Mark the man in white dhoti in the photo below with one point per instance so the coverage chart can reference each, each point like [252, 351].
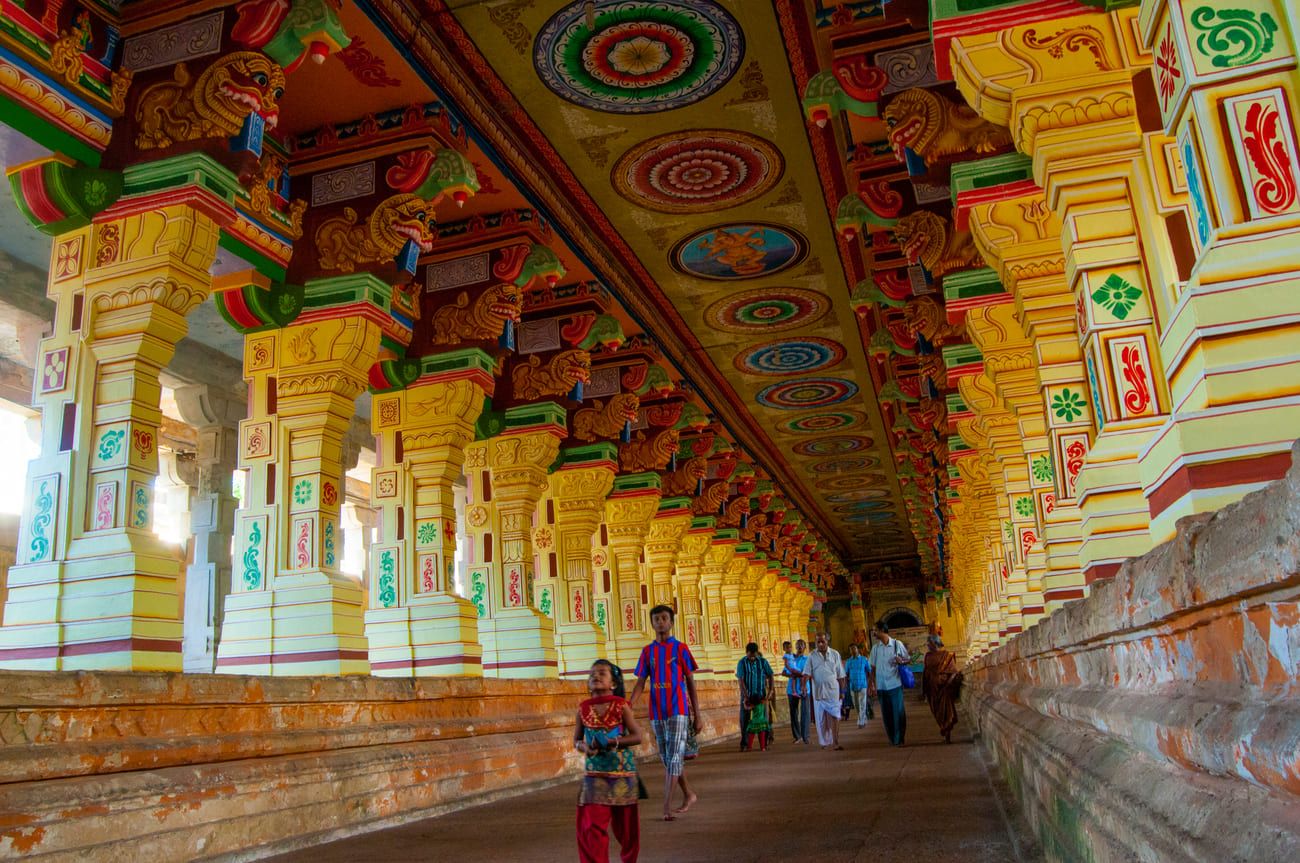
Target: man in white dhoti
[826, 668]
=======
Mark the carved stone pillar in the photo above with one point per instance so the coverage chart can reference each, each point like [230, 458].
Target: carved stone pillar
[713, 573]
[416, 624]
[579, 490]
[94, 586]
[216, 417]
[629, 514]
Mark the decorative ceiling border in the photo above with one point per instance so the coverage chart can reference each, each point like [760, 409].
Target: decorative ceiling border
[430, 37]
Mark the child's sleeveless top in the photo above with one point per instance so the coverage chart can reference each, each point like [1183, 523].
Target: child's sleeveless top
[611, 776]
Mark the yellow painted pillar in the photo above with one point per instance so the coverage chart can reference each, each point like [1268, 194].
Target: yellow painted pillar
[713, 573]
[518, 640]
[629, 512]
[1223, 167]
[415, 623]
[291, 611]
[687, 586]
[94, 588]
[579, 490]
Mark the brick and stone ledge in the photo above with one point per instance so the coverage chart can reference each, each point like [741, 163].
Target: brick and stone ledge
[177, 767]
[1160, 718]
=======
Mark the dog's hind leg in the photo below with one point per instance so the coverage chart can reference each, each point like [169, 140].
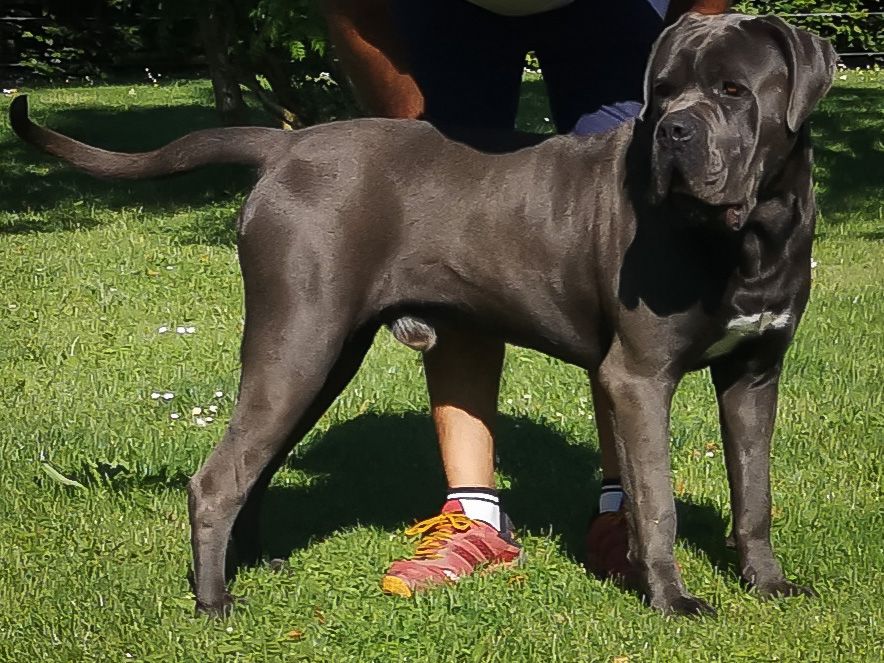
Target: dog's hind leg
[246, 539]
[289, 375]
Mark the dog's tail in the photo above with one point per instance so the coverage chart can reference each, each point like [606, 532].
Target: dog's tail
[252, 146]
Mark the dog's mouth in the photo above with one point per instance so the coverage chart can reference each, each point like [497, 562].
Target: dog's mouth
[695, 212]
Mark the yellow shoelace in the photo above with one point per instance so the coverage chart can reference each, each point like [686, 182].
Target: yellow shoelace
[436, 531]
=======
__Activity__
Would you copy all lines in the records where the string "below" appears?

__Task response__
Mark the man in white dhoti in the photo below with one point per instance so the coverage chart can reference each, each point like [252, 351].
Mark the dog's hind leg in the photo below with one point per instance so the coverage chart can reference each, each point like [169, 140].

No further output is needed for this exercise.